### WHAT TO WORK ON
Everything from the line holding "Curation note — class label: crouching worker" through the last line below must be repeated exactly, and nothing else.

### ENTRIES
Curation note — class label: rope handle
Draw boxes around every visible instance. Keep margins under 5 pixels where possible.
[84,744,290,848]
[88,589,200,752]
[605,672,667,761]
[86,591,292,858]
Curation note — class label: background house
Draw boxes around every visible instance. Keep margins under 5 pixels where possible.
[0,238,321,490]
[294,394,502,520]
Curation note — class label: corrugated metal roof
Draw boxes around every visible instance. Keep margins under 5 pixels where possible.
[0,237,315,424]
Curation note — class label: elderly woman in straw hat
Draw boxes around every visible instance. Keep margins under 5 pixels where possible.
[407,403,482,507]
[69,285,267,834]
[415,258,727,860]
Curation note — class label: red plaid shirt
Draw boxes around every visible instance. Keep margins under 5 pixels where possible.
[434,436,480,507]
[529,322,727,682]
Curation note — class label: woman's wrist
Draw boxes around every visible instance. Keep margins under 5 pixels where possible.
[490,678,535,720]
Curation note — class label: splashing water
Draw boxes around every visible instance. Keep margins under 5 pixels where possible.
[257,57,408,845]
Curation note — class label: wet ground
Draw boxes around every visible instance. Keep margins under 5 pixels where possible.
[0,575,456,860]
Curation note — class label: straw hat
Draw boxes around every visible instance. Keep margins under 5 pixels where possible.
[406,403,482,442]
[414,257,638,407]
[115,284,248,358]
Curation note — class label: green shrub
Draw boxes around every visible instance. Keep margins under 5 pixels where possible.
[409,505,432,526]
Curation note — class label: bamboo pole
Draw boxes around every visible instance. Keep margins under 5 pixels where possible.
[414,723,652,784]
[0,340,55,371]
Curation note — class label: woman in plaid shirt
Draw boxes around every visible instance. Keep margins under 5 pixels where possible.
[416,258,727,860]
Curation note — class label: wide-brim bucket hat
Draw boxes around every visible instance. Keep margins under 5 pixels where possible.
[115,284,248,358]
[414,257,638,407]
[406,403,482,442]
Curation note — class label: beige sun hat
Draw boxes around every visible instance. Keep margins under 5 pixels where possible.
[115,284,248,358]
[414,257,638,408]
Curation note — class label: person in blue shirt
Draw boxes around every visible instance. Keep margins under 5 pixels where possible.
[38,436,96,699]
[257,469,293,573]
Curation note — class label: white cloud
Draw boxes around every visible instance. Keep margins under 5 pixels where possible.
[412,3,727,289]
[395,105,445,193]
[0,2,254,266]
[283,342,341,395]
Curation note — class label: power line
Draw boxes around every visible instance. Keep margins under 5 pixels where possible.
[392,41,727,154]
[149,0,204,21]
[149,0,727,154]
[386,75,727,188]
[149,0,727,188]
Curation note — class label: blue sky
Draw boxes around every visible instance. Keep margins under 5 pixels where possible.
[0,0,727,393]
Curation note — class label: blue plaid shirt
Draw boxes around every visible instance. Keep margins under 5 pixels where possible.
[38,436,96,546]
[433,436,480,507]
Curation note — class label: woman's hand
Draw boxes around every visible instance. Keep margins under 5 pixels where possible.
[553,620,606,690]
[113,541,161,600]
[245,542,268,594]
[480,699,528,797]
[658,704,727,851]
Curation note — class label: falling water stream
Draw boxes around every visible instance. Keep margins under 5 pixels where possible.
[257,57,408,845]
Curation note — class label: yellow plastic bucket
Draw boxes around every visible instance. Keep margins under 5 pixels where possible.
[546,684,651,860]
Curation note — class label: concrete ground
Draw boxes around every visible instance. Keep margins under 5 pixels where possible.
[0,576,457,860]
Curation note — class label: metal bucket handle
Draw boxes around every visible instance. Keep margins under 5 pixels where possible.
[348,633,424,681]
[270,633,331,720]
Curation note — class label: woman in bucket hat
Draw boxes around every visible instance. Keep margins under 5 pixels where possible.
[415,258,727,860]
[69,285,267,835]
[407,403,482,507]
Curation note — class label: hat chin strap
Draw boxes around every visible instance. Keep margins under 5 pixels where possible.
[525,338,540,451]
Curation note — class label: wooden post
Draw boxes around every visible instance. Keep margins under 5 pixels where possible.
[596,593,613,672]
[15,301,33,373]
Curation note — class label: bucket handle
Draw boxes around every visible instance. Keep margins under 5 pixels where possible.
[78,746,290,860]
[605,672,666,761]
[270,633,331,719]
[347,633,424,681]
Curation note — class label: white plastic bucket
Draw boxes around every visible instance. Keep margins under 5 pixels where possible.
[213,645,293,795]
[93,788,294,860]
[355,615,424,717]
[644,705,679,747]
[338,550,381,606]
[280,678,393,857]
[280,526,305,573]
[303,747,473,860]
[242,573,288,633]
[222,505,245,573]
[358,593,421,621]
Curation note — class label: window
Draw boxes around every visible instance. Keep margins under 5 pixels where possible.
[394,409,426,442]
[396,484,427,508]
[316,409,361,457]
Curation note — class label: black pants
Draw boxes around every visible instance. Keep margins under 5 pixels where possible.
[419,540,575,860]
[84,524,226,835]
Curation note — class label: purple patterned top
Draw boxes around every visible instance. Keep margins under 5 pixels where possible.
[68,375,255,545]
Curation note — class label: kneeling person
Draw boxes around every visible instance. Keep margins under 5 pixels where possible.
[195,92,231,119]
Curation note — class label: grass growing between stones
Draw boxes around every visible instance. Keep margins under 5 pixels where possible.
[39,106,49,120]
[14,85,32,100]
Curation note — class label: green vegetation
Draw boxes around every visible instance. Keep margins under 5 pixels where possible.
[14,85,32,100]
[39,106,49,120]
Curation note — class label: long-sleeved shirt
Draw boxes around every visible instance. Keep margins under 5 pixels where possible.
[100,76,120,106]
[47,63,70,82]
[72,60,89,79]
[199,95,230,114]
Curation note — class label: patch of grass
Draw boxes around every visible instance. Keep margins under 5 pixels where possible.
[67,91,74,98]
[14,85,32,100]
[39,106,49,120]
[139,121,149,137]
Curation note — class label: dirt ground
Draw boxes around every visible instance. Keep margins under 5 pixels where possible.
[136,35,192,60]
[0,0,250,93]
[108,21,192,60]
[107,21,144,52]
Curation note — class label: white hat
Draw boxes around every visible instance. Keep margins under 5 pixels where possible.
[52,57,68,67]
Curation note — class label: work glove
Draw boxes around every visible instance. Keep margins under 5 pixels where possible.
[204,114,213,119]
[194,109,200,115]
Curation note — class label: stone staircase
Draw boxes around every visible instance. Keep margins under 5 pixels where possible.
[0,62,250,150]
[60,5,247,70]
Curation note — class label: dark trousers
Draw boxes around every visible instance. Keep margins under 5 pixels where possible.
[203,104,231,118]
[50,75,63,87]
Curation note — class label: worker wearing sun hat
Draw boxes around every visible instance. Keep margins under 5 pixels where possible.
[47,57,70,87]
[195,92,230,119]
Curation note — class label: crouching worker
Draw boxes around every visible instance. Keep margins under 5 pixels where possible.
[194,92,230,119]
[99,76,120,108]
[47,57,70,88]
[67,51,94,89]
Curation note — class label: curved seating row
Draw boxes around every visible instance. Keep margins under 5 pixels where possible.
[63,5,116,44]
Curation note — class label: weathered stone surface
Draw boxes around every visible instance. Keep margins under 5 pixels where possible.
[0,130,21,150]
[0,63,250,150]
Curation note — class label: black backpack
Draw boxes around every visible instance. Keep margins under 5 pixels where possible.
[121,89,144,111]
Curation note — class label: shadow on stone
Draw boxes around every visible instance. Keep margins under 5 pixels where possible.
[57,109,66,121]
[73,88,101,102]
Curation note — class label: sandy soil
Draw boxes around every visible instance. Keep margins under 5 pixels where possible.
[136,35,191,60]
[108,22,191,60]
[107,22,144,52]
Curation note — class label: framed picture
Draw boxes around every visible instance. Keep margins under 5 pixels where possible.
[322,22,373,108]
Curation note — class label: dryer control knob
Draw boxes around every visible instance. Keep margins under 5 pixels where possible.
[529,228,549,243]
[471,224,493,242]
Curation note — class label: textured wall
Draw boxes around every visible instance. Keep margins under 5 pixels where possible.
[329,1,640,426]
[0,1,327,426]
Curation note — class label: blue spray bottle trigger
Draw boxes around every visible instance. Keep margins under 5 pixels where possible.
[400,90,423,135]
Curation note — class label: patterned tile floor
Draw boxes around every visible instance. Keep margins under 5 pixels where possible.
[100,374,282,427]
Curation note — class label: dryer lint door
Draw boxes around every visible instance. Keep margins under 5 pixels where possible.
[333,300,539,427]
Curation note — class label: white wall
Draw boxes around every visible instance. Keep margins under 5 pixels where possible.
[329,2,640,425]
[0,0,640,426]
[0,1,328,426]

### PROBLEM SOLUTION
Curation note — class label: crouching worker
Draw boxes around every visible instance. Keep margins under 5 pixels where possible.
[194,92,230,119]
[99,76,120,108]
[47,57,70,88]
[67,51,94,89]
Curation note — class label: curved seating row
Draw boxes around every visible instance. Keep margins under 5 pixels where possible.
[63,5,116,44]
Curation note — class label: weathered stone surface
Draw boxes around every visible instance. Keep margins under 5 pixels where possible.
[0,130,21,150]
[0,63,250,150]
Curation note — class label: black backpack
Draw boxes around every visible instance. Keep margins under 5 pixels where possible.
[121,89,144,111]
Curation note — class label: shadow on stone
Draw boxes around every visible instance. Keep margins under 5 pixels where possible.
[57,109,66,121]
[73,88,101,102]
Curation note — class label: sandy soil
Draw boxes around every visible instance. Keep margins under 5 pixels where possible.
[136,35,191,60]
[108,22,191,60]
[107,22,144,52]
Curation note — class label: framed picture
Draw boxes around every visible instance. Keep margins under 5 pixels where possible.
[322,22,373,108]
Curation note — class label: dryer control knob
Draw boxes around every visible instance. Keep margins under 5 pixels where possible.
[529,228,549,243]
[471,224,493,242]
Curation note — class label: textured wall
Draw boxes around every visible instance. Keep margins under 5 pixels where possible.
[329,1,640,426]
[0,1,327,426]
Curation note — class label: blue spray bottle trigger
Draw boxes around every visible instance. Keep margins under 5 pixels where possible.
[400,90,423,135]
Curation note — class label: patterned tile floor
Draw boxes around every visible instance. Keep margins under 5 pixels where possible.
[100,374,282,427]
Curation note — class label: dryer lint door
Draw boxes around every visible instance. Keep margins under 5 pixels where possible.
[333,300,539,427]
Curation note — class label: white wall
Draw boxes around every visible instance. Keep margins under 5 pixels where possible.
[329,2,640,425]
[0,0,640,426]
[0,1,328,426]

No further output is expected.